Point annotations for photos
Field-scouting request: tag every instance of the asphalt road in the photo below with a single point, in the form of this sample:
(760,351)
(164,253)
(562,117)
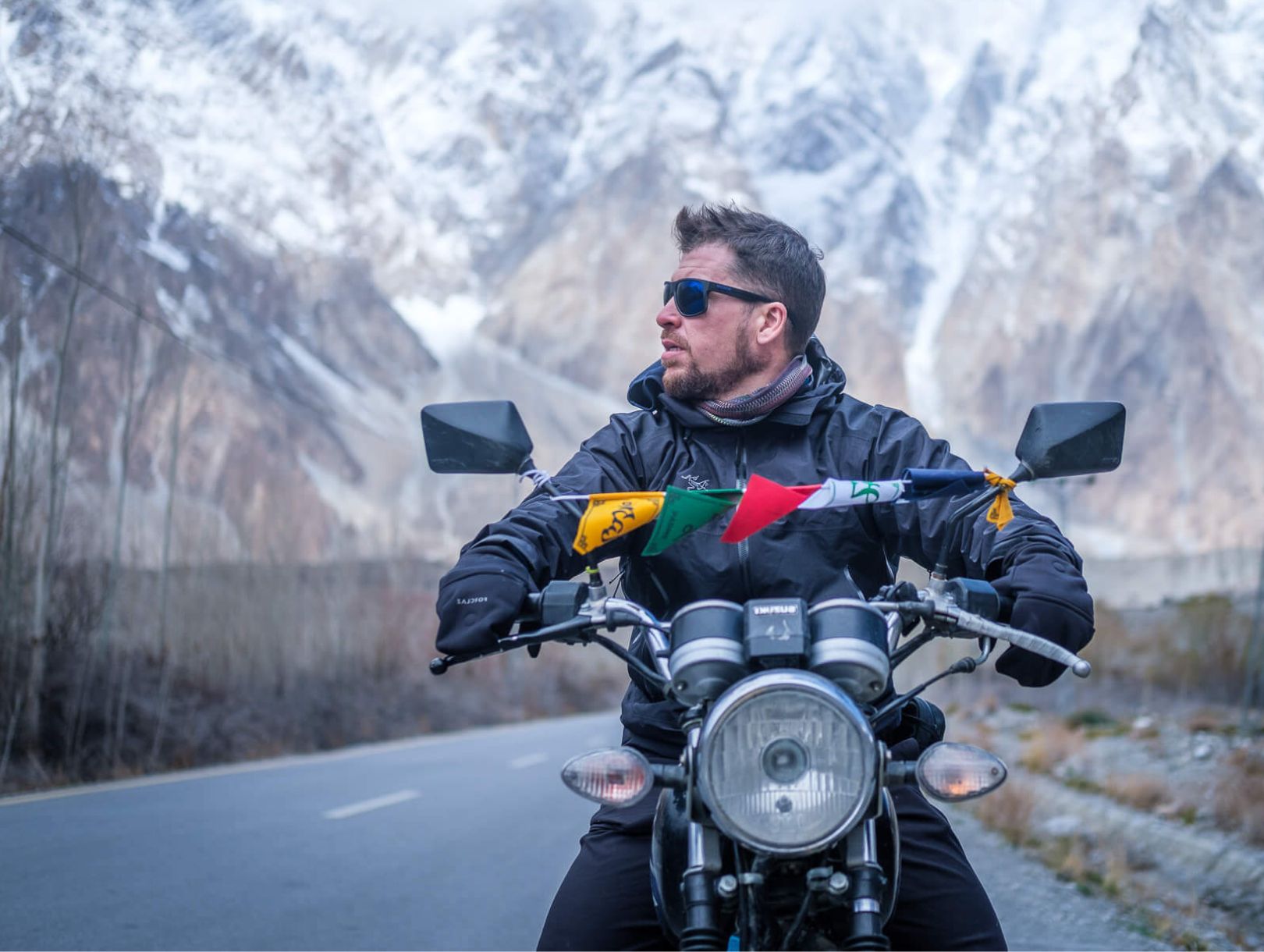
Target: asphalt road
(456,841)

What the task asks
Render each line of the material above as a JSON list of strings, one string per line, leaving out blank lines and the pictures.

Task solution
[
  "Field-scouting request: tag every instance of the asphalt road in the photo below with a single point, in the form of this sample:",
  "(760,351)",
  "(164,253)",
  "(562,117)",
  "Target: asphalt road",
  "(456,841)"
]